__GOAL OF THE EXERCISE__:
Reproduce only the lines that run from the line with "Mark the dark" to the last line of the material, both ends included, exactly as they appear.

····················

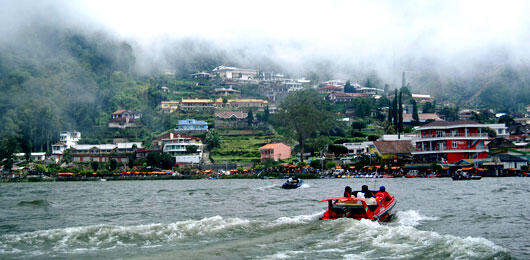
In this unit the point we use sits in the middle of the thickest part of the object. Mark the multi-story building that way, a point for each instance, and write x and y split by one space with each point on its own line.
124 119
67 140
359 148
500 129
275 151
335 82
169 106
104 152
232 73
237 104
451 141
183 148
197 104
227 91
192 125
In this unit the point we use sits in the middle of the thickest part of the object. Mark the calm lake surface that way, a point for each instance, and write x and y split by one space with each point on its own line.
256 219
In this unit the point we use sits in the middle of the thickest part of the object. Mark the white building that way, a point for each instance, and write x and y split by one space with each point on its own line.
179 147
226 72
500 129
359 148
67 140
33 156
335 82
104 152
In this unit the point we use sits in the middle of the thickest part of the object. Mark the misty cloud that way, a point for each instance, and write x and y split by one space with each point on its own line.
342 39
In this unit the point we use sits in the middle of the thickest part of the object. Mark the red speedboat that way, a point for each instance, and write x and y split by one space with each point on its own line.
359 208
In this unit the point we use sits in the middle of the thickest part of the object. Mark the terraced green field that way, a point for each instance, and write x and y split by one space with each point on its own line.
241 145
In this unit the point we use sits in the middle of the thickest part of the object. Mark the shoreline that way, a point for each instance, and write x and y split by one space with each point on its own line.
190 177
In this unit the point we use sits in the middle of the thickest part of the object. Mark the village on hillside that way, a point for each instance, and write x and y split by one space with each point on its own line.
226 124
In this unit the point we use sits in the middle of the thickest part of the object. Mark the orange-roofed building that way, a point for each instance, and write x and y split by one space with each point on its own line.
275 151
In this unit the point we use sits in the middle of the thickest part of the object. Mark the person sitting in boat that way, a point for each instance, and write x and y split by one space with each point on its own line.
382 191
368 195
347 192
367 192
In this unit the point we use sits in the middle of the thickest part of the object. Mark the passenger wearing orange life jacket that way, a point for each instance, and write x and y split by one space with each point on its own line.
384 194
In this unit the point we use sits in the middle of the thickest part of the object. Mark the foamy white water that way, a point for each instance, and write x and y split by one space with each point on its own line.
241 219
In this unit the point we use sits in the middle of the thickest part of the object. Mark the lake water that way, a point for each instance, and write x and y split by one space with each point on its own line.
256 219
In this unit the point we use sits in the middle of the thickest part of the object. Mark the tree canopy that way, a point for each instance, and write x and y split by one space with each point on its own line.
305 113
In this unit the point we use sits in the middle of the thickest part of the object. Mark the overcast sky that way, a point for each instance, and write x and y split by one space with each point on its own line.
367 33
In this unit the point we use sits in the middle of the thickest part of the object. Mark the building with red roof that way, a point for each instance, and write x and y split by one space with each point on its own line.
451 141
275 151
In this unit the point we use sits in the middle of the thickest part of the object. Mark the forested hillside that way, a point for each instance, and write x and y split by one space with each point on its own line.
54 79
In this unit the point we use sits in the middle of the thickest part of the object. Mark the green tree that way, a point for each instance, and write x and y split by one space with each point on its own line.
415 116
250 117
400 114
491 132
318 144
395 110
132 158
166 161
358 125
348 88
153 159
338 149
266 114
94 165
113 164
428 108
191 149
40 168
305 113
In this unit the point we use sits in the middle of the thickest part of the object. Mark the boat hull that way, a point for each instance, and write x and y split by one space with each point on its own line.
466 178
358 209
289 186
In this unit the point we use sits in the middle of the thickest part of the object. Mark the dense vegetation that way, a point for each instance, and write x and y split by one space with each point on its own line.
57 79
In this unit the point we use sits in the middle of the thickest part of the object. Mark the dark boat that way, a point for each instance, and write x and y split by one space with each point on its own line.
292 183
464 176
359 208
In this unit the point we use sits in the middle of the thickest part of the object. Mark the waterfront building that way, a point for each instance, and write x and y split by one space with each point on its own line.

····················

__RESULT__:
In this unit the point we use sits in the middle of the thickest part of the object. Mark the dark boat that way, a point for each instance, and write x and y split by one space with each point on its own line.
292 183
464 176
359 208
In this unit the point we use sits in the middle of the thickest part of the object. Mark the waterfront building that way, a point for each instance, and write x and y split by one space with each point on its own line.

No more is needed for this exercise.